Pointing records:
* * * * *

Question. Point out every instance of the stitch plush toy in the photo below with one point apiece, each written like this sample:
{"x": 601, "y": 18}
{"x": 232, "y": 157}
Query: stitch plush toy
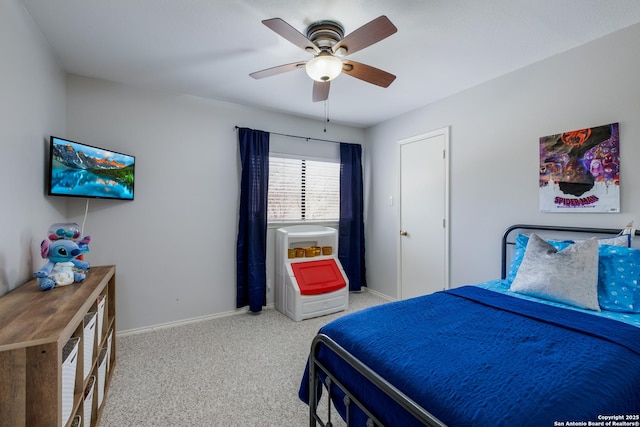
{"x": 62, "y": 267}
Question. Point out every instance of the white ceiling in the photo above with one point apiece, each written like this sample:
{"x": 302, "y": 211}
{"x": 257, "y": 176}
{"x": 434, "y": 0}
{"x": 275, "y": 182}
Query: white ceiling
{"x": 208, "y": 47}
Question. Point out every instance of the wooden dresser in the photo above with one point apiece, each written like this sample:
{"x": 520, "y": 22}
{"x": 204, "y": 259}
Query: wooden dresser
{"x": 35, "y": 326}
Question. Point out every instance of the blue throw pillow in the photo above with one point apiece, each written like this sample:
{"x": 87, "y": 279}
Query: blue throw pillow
{"x": 619, "y": 279}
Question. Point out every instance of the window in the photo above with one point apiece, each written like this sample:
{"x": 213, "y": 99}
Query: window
{"x": 303, "y": 190}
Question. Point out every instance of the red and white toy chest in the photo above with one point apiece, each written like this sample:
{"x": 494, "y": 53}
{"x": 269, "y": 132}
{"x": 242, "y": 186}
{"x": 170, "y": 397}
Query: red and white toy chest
{"x": 309, "y": 287}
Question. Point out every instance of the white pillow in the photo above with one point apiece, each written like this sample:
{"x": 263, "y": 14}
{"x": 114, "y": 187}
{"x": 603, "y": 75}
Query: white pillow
{"x": 569, "y": 276}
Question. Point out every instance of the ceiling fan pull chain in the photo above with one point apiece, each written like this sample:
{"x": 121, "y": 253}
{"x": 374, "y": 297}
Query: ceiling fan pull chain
{"x": 326, "y": 114}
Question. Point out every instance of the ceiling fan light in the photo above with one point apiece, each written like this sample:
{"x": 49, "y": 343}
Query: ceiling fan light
{"x": 324, "y": 68}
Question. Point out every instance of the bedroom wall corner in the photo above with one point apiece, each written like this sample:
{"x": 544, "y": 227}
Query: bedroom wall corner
{"x": 32, "y": 107}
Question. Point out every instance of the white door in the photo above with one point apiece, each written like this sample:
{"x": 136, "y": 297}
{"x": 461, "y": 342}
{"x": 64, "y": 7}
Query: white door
{"x": 423, "y": 257}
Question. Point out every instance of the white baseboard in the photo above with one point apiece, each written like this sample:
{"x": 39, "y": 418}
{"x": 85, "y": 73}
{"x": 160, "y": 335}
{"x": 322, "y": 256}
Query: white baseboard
{"x": 152, "y": 328}
{"x": 378, "y": 294}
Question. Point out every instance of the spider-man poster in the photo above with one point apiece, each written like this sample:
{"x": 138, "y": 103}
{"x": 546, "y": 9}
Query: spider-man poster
{"x": 580, "y": 170}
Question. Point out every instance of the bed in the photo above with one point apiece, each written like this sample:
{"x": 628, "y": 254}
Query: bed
{"x": 504, "y": 352}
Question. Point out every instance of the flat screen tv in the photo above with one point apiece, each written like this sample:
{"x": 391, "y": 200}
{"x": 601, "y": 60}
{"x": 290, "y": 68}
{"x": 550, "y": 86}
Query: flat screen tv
{"x": 80, "y": 170}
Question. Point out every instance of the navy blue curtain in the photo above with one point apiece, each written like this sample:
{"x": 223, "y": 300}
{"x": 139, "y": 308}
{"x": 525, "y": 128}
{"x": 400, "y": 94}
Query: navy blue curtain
{"x": 252, "y": 227}
{"x": 351, "y": 228}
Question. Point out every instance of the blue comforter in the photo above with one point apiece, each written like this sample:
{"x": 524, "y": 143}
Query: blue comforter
{"x": 473, "y": 357}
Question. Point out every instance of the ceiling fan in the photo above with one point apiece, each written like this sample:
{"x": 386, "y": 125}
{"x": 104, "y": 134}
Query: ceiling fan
{"x": 326, "y": 41}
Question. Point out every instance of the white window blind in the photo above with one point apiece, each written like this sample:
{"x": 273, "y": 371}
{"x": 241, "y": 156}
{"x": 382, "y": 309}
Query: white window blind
{"x": 303, "y": 189}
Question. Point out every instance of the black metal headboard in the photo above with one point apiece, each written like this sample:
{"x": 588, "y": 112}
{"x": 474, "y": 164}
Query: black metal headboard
{"x": 509, "y": 232}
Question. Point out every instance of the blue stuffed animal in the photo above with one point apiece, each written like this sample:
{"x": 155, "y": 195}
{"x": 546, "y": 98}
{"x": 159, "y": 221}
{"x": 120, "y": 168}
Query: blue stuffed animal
{"x": 62, "y": 267}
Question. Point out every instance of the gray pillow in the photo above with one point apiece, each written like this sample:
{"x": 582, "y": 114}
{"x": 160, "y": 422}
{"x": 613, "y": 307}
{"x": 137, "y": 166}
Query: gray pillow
{"x": 569, "y": 276}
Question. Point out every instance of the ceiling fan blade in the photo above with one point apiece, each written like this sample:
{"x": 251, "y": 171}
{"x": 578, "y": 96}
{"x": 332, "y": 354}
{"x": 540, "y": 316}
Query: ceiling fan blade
{"x": 277, "y": 70}
{"x": 288, "y": 32}
{"x": 367, "y": 73}
{"x": 370, "y": 33}
{"x": 321, "y": 91}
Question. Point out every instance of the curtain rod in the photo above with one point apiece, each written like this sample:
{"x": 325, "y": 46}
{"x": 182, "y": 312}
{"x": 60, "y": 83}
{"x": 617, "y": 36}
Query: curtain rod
{"x": 308, "y": 138}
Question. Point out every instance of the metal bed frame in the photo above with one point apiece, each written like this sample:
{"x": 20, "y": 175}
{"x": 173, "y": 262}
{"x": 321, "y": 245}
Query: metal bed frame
{"x": 420, "y": 414}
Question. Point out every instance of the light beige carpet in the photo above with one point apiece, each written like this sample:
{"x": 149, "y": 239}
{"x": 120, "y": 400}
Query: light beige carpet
{"x": 239, "y": 370}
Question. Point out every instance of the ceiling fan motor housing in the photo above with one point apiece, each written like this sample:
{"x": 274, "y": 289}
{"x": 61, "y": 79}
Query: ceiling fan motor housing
{"x": 325, "y": 34}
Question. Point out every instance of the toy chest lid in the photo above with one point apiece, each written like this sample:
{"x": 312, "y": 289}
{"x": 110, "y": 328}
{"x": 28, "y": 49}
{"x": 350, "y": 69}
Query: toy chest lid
{"x": 318, "y": 277}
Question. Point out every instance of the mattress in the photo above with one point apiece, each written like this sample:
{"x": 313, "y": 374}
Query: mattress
{"x": 476, "y": 357}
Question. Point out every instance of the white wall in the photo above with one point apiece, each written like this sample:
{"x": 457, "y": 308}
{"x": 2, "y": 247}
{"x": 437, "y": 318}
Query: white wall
{"x": 174, "y": 245}
{"x": 32, "y": 106}
{"x": 495, "y": 128}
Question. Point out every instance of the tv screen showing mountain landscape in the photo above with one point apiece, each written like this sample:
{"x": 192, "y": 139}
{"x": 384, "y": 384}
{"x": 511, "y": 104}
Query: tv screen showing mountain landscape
{"x": 81, "y": 170}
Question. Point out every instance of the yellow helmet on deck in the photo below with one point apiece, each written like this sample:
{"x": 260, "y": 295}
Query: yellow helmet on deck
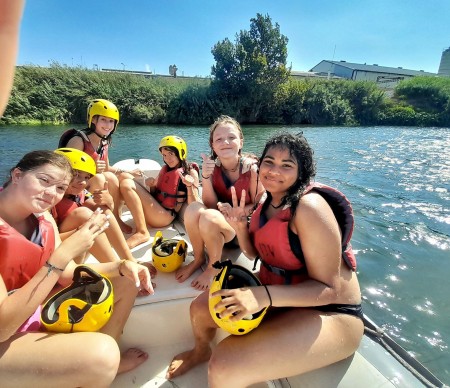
{"x": 233, "y": 276}
{"x": 169, "y": 254}
{"x": 86, "y": 305}
{"x": 79, "y": 160}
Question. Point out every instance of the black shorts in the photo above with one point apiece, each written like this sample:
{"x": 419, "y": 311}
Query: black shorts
{"x": 351, "y": 309}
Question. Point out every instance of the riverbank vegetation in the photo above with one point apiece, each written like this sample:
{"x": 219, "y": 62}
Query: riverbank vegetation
{"x": 250, "y": 81}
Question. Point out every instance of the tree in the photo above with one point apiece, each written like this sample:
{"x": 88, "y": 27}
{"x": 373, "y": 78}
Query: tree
{"x": 252, "y": 68}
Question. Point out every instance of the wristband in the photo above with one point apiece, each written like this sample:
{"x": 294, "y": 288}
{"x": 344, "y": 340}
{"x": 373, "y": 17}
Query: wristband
{"x": 120, "y": 266}
{"x": 268, "y": 294}
{"x": 51, "y": 268}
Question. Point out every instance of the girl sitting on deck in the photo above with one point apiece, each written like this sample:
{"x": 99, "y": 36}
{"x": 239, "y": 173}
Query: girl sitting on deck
{"x": 301, "y": 233}
{"x": 205, "y": 222}
{"x": 175, "y": 185}
{"x": 33, "y": 262}
{"x": 77, "y": 207}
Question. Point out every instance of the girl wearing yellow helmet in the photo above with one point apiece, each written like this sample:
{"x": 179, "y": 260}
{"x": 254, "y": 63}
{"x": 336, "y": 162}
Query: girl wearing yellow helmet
{"x": 175, "y": 185}
{"x": 309, "y": 283}
{"x": 95, "y": 140}
{"x": 77, "y": 207}
{"x": 34, "y": 262}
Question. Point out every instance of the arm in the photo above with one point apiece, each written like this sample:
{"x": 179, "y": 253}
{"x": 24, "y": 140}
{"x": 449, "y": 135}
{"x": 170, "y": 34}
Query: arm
{"x": 237, "y": 218}
{"x": 19, "y": 306}
{"x": 10, "y": 15}
{"x": 320, "y": 237}
{"x": 256, "y": 190}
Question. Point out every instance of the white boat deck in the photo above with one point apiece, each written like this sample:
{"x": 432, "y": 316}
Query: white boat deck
{"x": 160, "y": 325}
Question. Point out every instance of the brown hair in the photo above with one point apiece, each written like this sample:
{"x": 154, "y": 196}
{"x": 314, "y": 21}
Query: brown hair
{"x": 35, "y": 159}
{"x": 223, "y": 119}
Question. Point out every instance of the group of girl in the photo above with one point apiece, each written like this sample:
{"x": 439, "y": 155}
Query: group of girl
{"x": 307, "y": 267}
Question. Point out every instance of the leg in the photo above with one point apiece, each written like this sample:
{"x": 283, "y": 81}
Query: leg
{"x": 132, "y": 200}
{"x": 155, "y": 215}
{"x": 290, "y": 343}
{"x": 101, "y": 249}
{"x": 124, "y": 296}
{"x": 56, "y": 360}
{"x": 215, "y": 232}
{"x": 204, "y": 330}
{"x": 191, "y": 222}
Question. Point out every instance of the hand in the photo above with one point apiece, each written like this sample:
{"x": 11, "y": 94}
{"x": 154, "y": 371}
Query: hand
{"x": 136, "y": 173}
{"x": 236, "y": 215}
{"x": 187, "y": 179}
{"x": 101, "y": 166}
{"x": 207, "y": 166}
{"x": 138, "y": 274}
{"x": 150, "y": 182}
{"x": 103, "y": 197}
{"x": 239, "y": 303}
{"x": 83, "y": 239}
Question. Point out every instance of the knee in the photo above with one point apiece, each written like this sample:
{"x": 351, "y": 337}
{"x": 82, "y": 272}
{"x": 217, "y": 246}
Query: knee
{"x": 82, "y": 213}
{"x": 126, "y": 185}
{"x": 217, "y": 370}
{"x": 102, "y": 359}
{"x": 199, "y": 307}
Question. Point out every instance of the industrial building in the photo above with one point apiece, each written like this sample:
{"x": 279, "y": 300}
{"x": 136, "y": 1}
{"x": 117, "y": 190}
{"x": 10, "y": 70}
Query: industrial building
{"x": 385, "y": 77}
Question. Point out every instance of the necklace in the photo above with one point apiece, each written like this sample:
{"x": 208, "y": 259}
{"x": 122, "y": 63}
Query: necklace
{"x": 278, "y": 206}
{"x": 232, "y": 169}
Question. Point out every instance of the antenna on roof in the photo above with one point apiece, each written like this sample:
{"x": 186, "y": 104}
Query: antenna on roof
{"x": 332, "y": 60}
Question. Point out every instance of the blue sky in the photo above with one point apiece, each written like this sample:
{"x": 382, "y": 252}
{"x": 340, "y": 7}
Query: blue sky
{"x": 150, "y": 35}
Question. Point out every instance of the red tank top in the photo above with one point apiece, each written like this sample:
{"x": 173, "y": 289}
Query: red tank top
{"x": 21, "y": 259}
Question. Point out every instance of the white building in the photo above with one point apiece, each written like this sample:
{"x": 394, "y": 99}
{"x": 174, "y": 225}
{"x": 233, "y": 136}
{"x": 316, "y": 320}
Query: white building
{"x": 385, "y": 77}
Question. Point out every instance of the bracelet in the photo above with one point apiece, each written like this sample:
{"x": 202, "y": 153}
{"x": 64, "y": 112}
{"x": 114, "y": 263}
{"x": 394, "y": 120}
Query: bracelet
{"x": 120, "y": 266}
{"x": 268, "y": 294}
{"x": 51, "y": 268}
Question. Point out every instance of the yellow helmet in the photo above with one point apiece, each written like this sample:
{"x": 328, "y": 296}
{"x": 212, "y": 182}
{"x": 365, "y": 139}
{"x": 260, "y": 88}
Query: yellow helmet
{"x": 168, "y": 255}
{"x": 233, "y": 276}
{"x": 102, "y": 108}
{"x": 79, "y": 160}
{"x": 176, "y": 142}
{"x": 86, "y": 305}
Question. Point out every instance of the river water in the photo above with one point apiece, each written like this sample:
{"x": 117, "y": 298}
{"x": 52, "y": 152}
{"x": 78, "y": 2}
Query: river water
{"x": 398, "y": 180}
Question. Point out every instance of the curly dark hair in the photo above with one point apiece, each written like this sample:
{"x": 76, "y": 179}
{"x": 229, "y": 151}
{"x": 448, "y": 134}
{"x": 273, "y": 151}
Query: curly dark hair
{"x": 302, "y": 152}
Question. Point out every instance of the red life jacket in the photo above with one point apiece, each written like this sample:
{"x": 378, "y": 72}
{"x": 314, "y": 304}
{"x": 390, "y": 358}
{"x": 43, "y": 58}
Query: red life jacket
{"x": 21, "y": 259}
{"x": 167, "y": 187}
{"x": 279, "y": 263}
{"x": 223, "y": 191}
{"x": 64, "y": 207}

* * * * *

WHAT TO WORK ON:
Write out, word for word, every line from the one containing "Question. Point out every instance of the red tank" through the last line of the records above.

OUTPUT FOR THIS TASK:
Question. Point out every instance of the red tank top in the photo above with one point apiece, each written like this sample:
{"x": 173, "y": 289}
Query: red tank top
{"x": 21, "y": 259}
Question. Point out every instance of the white building in the photo above with one point apiece, each written like this sample:
{"x": 394, "y": 99}
{"x": 174, "y": 225}
{"x": 233, "y": 136}
{"x": 316, "y": 320}
Query: white building
{"x": 385, "y": 77}
Question. Point out every instance of the bracelet in the photo above with one point apiece, each written like this sample:
{"x": 202, "y": 153}
{"x": 64, "y": 112}
{"x": 114, "y": 263}
{"x": 394, "y": 120}
Query: bracelet
{"x": 120, "y": 266}
{"x": 268, "y": 294}
{"x": 51, "y": 268}
Question. Point out every instance of the yellow helmet in the photo above with one point apiece, each written like this sample:
{"x": 328, "y": 296}
{"x": 212, "y": 182}
{"x": 365, "y": 139}
{"x": 260, "y": 88}
Query: yellow helmet
{"x": 168, "y": 255}
{"x": 233, "y": 276}
{"x": 102, "y": 108}
{"x": 79, "y": 160}
{"x": 176, "y": 142}
{"x": 86, "y": 305}
Question. Point out every instance of the river water in the photo above with one point apiece, each written like this sample:
{"x": 117, "y": 298}
{"x": 52, "y": 152}
{"x": 78, "y": 2}
Query: river water
{"x": 398, "y": 180}
Question. Point out every instance of the curly dark hair in the photo above with one point apiece, each written like this sample:
{"x": 76, "y": 179}
{"x": 229, "y": 151}
{"x": 448, "y": 134}
{"x": 273, "y": 151}
Query: curly dark hair
{"x": 302, "y": 152}
Question. Point out every instance of the red life jacket in the photo above with one point apiece, each written like this sample:
{"x": 378, "y": 72}
{"x": 314, "y": 304}
{"x": 390, "y": 358}
{"x": 43, "y": 58}
Query: red life jacket
{"x": 21, "y": 259}
{"x": 167, "y": 187}
{"x": 279, "y": 263}
{"x": 223, "y": 191}
{"x": 64, "y": 207}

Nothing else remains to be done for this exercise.